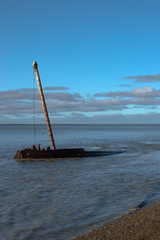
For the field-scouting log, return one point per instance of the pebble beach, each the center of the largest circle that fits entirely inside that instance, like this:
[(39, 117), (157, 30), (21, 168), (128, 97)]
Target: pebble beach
[(140, 225)]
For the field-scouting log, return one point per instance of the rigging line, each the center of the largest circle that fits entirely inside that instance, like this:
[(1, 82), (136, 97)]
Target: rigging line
[(34, 109)]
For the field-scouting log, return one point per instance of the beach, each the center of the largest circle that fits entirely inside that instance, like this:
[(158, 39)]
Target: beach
[(66, 198), (140, 225)]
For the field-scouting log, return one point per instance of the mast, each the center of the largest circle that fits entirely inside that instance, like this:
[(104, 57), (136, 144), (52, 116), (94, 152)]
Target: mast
[(44, 107)]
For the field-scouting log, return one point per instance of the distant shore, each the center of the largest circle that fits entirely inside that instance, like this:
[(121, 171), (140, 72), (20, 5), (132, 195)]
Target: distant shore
[(141, 225)]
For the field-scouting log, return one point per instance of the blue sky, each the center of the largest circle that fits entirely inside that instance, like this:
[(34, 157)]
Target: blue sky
[(98, 60)]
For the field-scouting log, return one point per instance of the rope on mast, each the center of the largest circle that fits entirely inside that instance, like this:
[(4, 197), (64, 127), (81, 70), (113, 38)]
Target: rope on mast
[(34, 109)]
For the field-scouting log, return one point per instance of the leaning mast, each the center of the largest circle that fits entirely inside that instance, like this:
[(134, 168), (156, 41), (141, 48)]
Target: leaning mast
[(44, 107)]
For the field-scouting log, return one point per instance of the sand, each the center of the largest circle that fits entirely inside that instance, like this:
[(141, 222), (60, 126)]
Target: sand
[(141, 225)]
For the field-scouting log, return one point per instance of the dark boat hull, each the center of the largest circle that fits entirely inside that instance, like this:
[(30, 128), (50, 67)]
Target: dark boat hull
[(59, 153)]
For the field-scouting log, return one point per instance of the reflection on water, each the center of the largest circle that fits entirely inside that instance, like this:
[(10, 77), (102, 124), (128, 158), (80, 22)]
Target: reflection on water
[(60, 199)]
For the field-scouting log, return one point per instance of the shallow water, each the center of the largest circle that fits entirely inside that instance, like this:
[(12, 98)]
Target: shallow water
[(61, 199)]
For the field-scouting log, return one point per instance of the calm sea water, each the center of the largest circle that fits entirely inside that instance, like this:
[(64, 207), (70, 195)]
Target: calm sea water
[(61, 199)]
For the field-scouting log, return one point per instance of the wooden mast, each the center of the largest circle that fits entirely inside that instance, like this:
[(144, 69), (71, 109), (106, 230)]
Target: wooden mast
[(44, 107)]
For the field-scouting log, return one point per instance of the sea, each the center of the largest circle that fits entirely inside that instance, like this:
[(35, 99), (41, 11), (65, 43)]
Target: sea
[(61, 199)]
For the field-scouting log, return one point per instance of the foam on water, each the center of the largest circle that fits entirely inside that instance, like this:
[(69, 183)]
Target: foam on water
[(60, 199)]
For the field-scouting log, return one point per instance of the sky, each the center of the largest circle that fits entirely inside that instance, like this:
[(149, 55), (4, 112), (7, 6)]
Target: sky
[(99, 61)]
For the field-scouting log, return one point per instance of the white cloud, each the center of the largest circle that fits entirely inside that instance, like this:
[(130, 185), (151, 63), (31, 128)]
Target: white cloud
[(18, 104)]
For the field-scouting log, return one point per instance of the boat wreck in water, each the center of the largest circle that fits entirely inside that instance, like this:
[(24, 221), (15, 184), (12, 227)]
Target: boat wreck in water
[(38, 153)]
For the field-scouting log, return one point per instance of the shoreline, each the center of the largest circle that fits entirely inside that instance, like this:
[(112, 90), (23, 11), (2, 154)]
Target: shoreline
[(141, 224)]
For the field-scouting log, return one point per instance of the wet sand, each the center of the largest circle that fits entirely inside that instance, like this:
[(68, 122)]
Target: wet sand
[(141, 225)]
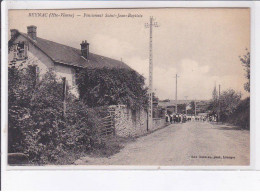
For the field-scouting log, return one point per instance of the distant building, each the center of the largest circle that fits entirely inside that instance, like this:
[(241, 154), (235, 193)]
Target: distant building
[(201, 105), (64, 60)]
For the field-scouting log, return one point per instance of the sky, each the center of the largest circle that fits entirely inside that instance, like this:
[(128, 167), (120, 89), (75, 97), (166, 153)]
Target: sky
[(201, 45)]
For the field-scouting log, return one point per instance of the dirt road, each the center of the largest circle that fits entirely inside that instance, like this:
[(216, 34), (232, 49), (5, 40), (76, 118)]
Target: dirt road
[(191, 143)]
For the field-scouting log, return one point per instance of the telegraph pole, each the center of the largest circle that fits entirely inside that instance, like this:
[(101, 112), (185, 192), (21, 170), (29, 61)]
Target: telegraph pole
[(186, 104), (219, 103), (150, 106), (176, 102), (195, 107)]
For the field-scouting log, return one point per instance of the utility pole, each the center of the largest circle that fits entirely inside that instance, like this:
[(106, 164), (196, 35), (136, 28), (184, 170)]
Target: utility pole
[(64, 95), (219, 103), (150, 106), (195, 107), (176, 101), (186, 104)]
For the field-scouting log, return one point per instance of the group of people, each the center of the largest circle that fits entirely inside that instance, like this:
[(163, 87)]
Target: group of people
[(181, 118), (175, 118)]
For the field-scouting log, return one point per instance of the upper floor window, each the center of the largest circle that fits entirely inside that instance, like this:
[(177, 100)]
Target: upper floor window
[(20, 51)]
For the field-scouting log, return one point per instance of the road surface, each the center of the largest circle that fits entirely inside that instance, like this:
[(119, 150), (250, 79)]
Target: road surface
[(191, 143)]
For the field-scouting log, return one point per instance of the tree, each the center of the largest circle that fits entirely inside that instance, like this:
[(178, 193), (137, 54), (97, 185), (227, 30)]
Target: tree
[(245, 60), (36, 124)]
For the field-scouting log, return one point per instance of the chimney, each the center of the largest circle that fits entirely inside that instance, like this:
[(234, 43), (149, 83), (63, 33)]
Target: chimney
[(13, 32), (31, 31), (85, 49)]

+ + + + + + +

## Task statement
The listing above needs to be output again exactly. Don't include the pictures.

## Solved exercise
For the field-scouting log, return one point per instance of the pebble beach, each the center of the largest circle that fits entirely inside that instance, like this:
[(39, 117), (157, 30), (21, 168), (128, 97)]
Target: pebble beach
[(140, 225)]
For the field-scouting log, return one point per instance of the rigging line, each the center of the largest circle that fits entirely inside that instance, like this:
[(1, 82), (136, 97)]
Target: rigging line
[(34, 109)]
For the field-scouting log, return one point per instance of the beach, each the center of the largest circle that fits entirely inside that instance, like this:
[(158, 39)]
Target: beach
[(66, 198), (140, 225)]
For the field-scouting log, return one point per instance of the mast, each the center of the largest circle that fits entirely inside that instance, like this:
[(104, 57), (136, 144), (52, 116), (94, 152)]
Target: mast
[(44, 107)]
For the field-scouting log, return one point per instance of the distant shore, each the center of the largest circle that fits entirely inside that instance, like this:
[(121, 171), (140, 72), (20, 5), (132, 195)]
Target: distant shore
[(141, 225)]
For the field-scouting log, return one point per instance of the blue sky, each the center of the largest circle that fits entirely inside that instance, like this:
[(34, 157)]
Target: blue sky
[(98, 60)]
For the field-scouting log, return one point per instance of the rope on mast, each the center of the largest circle that fits entirely inside that instance, like this:
[(4, 197), (64, 127), (81, 70), (113, 38)]
Target: rope on mast
[(34, 109)]
For the field-scouting log, return one point per instance of the leaning mast, each the center of the largest circle that fits entirely inside that instance, like this:
[(134, 168), (156, 41), (141, 48)]
Target: leaning mast
[(44, 107)]
For the field-scouting log, return one point per instance of the sand, each the center of the largest circle that fits entirely inside that instance, like this:
[(141, 222), (60, 126)]
Target: sand
[(141, 225)]
For the field-scouting log, return one point per instance of the dark boat hull, each the center of the largest circle that fits entirely inside that instance, like this:
[(30, 128), (50, 67)]
Target: dark boat hull
[(59, 153)]
For the field-scouting log, return one point per instance of the reflection on water, each the center of the largest circle that fits entirely inside that instance, like this:
[(10, 77), (102, 124), (128, 158), (80, 22)]
Target: reflection on water
[(60, 199)]
For the field-scouting log, return one point per instance of the shallow water, each the center of the largest circle that fits entirely inside that instance, like this:
[(12, 98)]
Target: shallow water
[(61, 199)]
For the field-scouting log, return one point per instance of the calm sea water, each the center of the largest circle that fits entirely inside that instance, like this:
[(64, 207), (70, 195)]
Target: calm sea water
[(61, 199)]
For the field-scouting log, return one point per instance of the wooden mast, each the center of the largest circle that fits entirely inside that instance, like this:
[(144, 69), (71, 109), (106, 230)]
Target: wooden mast
[(44, 107)]
For the field-scouting log, return one point per instance of the sea, each the center of the largest circle that fits entirely inside that instance, like this:
[(35, 99), (41, 11), (65, 43)]
Target: sea
[(61, 199)]
For the field-scouting log, return one point per instance of the foam on water, each the center of the largest circle that fits entirely inside that instance, like this:
[(69, 183)]
Target: foam on water
[(60, 199)]
For the field-scouting log, return one point per instance of the sky, each the center of the largest circle that fits entirely inside that instance, like this:
[(149, 55), (4, 112), (7, 6)]
Target: sky
[(99, 61)]
For the field-scouting log, return one point per instance of the white cloud, each the center of the largest circle that fits entirely inside that instance, like this:
[(130, 185), (151, 63), (31, 128)]
Target: white cloud
[(18, 104)]
For the field-scouting log, return one point per instance of the boat wreck in water, each the center of the largest circle that fits entirely inside that instance, like this:
[(24, 221), (15, 184), (12, 227)]
Target: boat wreck in water
[(38, 153)]
For the field-scouting log, return one point per instance of the shoreline, each the center of the largest circle that fits entirely inside that instance, like this:
[(112, 90), (23, 11), (2, 154)]
Target: shoreline
[(141, 224)]
For the field-scouting log, return one point per instance of the wet sand, each the center of the largest circle that fits entirely inside that instance, like this:
[(68, 122)]
Target: wet sand
[(141, 225)]
For the field-scouting log, return one point per instance of the distant building, each the center of the largest circle that fits entirely inside that instance, like this:
[(241, 154), (235, 193)]
Target: distant building
[(201, 105), (64, 60)]
For the field-scouting log, return one point per instance of the sky, each the center of the largest circle that fits entirely inside that instance, like this:
[(128, 167), (120, 89), (75, 97), (166, 153)]
Target: sky
[(201, 45)]
For the field-scouting log, return one point per instance of the dirt road, each the center of the largest circle that fits entirely inside that instance, like this:
[(216, 34), (232, 49), (5, 40), (76, 118)]
Target: dirt road
[(191, 143)]
For the field-scouting log, return one point per instance of the telegraph pole, each the center of the largest circle that fits entirely inside that instance, like this:
[(101, 112), (185, 192), (21, 170), (29, 61)]
Target: telegraph pole
[(186, 104), (219, 103), (150, 106), (176, 102), (195, 107)]
For the field-scouting log, return one point per instance of the utility pole, each the center of the largest circle that fits entirely inside that instance, like this:
[(106, 164), (196, 35), (136, 28), (184, 170)]
Target: utility pole
[(64, 95), (219, 103), (150, 106), (195, 107), (176, 101), (186, 104)]
For the field-scouting log, return one point per instance of the group of people, each the center of the largest circle that fits entirely inside that instance, like this:
[(163, 87)]
Target: group of people
[(181, 118), (175, 118)]
For the field-scouting log, return one point per instance of the upper floor window, each the center of the largest circle that fits entirely inside that instance, like this:
[(177, 100)]
Target: upper floor window
[(20, 51)]
For the field-scouting log, return one point per instance of the road surface, each the center of the largest circle that fits entirely inside that instance, like this:
[(119, 150), (250, 79)]
Target: road surface
[(191, 143)]
For the field-scouting log, return one point per instance of the tree, each the center of the largest circle that fits entirely inside that instance, like this:
[(178, 193), (137, 54), (97, 185), (227, 30)]
Target: tree
[(245, 60), (36, 124)]
For the field-scouting log, return one point per instance of the chimney, each the center of the largest circle that fits entirely inside that instance, like this:
[(234, 43), (149, 83), (63, 33)]
Target: chimney
[(13, 32), (31, 31), (85, 49)]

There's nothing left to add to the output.